→ TASK BRIEF:
Rewrite every line of the records below as a Markdown table with the columns Row and Line, numbering the rows and skipping blank lines. Leave out the pictures.

→ TASK DATA:
★ ★ ★ ★

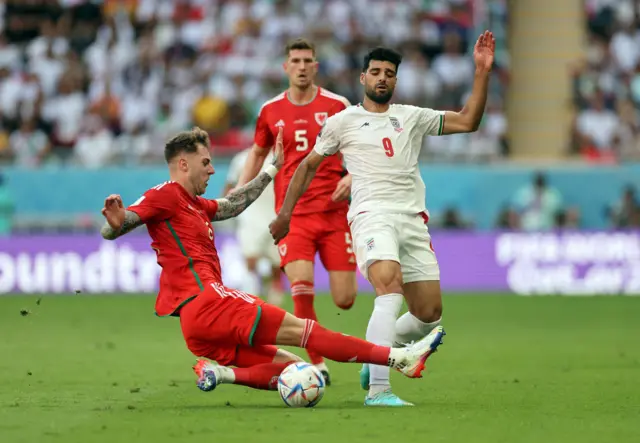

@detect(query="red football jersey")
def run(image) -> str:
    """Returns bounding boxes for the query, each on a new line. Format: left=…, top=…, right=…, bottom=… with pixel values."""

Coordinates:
left=127, top=181, right=222, bottom=316
left=254, top=87, right=349, bottom=214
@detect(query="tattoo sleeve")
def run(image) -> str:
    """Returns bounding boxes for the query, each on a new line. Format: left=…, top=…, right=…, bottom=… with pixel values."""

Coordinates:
left=100, top=211, right=144, bottom=240
left=213, top=172, right=272, bottom=221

★ ★ ★ ★

→ FULL SOLUTION:
| Row | Line |
|---|---|
| 1 | @detect(query="red football jersey") |
| 2 | def run(image) -> str: |
| 3 |     """Returns bounding boxes for the query, each on a new line. Format: left=…, top=…, right=…, bottom=… with pixel values.""" |
| 4 | Coordinates: |
| 5 | left=127, top=181, right=222, bottom=316 |
| 6 | left=254, top=87, right=349, bottom=214 |
| 7 | @detect(query="tattoo sleeve") |
| 8 | def run(image) -> str: |
| 9 |     """Returns bounding boxes for the query, each on a new line. Format: left=…, top=…, right=…, bottom=… with pixel values.""" |
| 10 | Coordinates: |
| 11 | left=100, top=211, right=144, bottom=240 |
| 12 | left=213, top=172, right=272, bottom=221 |